▶ ENTRIES PROVIDED

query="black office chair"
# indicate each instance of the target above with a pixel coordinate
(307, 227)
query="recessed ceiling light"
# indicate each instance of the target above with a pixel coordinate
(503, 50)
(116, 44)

▶ SHORT EXERCISE
Reproduce each of the entries above line for line, with no changes.

▶ THE SOLUTION
query="black office chair"
# indicate each instance of the target above with a pixel coordinate
(307, 227)
query="recessed ceiling light"
# indicate each instance of the target above with a pixel coordinate
(503, 50)
(116, 44)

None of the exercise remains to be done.